EXERCISE INSTRUCTIONS
Extract, verbatim, all lines starting at the one containing "Where can you find the cracked mud" and ending with the final line of the listing, and no others.

Location annotation dataset excerpts
•••••

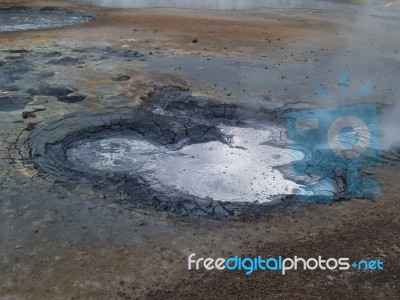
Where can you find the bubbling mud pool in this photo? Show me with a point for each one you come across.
(243, 171)
(16, 19)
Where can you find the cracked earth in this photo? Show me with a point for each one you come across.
(78, 227)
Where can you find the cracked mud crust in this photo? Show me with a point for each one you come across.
(65, 235)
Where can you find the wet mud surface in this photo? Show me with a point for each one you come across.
(24, 18)
(121, 154)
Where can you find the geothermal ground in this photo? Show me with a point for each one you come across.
(130, 139)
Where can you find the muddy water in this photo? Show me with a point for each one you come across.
(246, 170)
(27, 19)
(213, 4)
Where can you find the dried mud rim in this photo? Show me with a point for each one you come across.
(44, 149)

•••••

THE OUTPUT
Where can you find the cracked mud crust in this photo? Show me with a point for each one you come across.
(65, 235)
Where can you find the wet mud surface in this photo? Show me with a point for each one you come across.
(24, 18)
(121, 154)
Where can you find the geothermal ground in this photo? Show me with a point for each one you come across.
(130, 139)
Where can you find the muddy water in this photo? Show me with a point for each one you come across.
(246, 170)
(27, 19)
(213, 4)
Where can you find the dried mud rim in this photo? Show me with a point for each one you come across.
(44, 149)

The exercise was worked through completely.